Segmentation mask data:
+++++
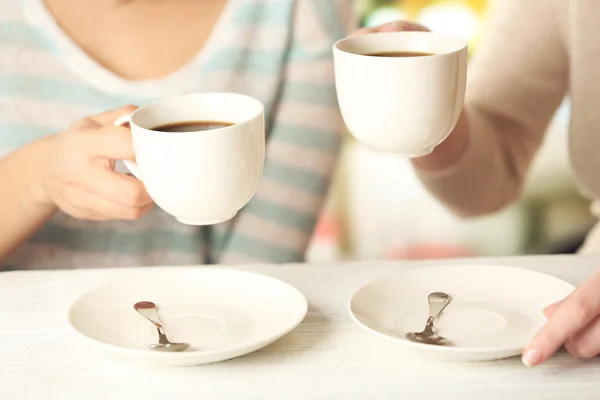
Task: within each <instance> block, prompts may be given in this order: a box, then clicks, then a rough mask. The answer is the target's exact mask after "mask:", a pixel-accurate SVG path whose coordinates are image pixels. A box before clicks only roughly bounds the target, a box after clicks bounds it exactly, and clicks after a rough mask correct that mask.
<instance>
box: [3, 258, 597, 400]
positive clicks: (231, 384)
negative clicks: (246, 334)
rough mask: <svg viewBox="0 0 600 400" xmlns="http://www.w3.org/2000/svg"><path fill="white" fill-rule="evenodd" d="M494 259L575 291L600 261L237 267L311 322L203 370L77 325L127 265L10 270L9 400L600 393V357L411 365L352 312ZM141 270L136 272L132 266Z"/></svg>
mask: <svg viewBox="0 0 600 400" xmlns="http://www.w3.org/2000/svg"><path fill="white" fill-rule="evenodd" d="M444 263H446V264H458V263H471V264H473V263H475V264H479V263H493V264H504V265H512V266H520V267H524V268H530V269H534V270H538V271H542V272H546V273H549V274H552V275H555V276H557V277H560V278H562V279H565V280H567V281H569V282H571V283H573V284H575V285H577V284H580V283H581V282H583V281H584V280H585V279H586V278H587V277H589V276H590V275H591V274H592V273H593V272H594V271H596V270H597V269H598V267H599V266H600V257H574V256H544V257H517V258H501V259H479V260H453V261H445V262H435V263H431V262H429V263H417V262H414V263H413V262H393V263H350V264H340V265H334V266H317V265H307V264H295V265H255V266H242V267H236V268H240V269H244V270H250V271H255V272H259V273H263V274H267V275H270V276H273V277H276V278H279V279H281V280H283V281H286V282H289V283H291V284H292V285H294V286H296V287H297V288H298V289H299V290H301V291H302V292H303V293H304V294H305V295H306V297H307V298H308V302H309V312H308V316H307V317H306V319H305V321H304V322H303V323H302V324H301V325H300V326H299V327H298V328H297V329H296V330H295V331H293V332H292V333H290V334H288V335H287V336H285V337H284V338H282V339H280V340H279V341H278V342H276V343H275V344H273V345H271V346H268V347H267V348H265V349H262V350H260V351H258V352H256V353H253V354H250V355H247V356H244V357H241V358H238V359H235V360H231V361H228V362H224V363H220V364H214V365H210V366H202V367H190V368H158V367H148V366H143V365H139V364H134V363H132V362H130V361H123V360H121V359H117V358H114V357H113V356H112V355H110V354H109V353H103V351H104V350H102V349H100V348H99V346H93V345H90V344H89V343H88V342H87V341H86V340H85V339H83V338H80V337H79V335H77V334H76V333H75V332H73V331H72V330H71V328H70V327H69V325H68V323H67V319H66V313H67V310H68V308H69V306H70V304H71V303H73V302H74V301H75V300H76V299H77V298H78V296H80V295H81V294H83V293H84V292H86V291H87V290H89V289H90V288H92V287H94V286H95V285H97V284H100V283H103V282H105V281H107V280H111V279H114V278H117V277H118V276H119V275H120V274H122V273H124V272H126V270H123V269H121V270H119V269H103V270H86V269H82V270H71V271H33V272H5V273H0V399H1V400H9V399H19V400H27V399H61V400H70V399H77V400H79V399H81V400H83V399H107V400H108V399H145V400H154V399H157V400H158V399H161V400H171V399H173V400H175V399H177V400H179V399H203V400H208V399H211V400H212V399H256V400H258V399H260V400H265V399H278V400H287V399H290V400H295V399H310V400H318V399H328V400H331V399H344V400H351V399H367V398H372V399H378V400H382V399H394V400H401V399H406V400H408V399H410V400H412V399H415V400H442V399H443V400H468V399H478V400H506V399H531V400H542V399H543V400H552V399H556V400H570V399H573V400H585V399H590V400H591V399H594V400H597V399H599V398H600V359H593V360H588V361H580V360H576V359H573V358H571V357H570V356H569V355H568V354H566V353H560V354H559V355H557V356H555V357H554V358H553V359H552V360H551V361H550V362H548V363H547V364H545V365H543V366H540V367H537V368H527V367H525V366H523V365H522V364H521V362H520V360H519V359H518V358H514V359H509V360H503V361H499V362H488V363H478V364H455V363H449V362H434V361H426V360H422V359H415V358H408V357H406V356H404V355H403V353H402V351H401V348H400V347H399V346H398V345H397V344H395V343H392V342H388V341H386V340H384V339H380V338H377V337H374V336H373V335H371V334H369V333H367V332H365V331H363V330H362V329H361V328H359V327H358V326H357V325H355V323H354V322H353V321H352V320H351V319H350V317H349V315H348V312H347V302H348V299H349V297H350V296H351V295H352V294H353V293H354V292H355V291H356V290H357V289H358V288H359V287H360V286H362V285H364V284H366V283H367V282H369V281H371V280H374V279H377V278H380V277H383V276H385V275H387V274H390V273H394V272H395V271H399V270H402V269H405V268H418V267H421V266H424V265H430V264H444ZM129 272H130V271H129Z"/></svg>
+++++
TASK DESCRIPTION
Return everything from the start of the data down to the line containing "rough mask: <svg", word for word, with both ends included. Leave the pictures out.

RESULT OF THE TASK
Task: within each <instance> block, prompts may be given in this order: a box, then clicks, then a rough mask. The answer is the target's exact mask after "mask:", a pixel-accurate SVG path whose coordinates are image pixels. A box before clicks only roughly bounds the target, a box after clicks bounds it exactly, and clicks after a rough mask correct that mask.
<instance>
box: [3, 258, 597, 400]
positive clicks: (231, 384)
negative clicks: (246, 334)
rough mask: <svg viewBox="0 0 600 400" xmlns="http://www.w3.org/2000/svg"><path fill="white" fill-rule="evenodd" d="M494 259L575 291L600 261L237 267L311 322L203 370L77 325L127 265L10 270L9 400L600 393V357L411 365L352 312ZM141 270L136 272L132 266Z"/></svg>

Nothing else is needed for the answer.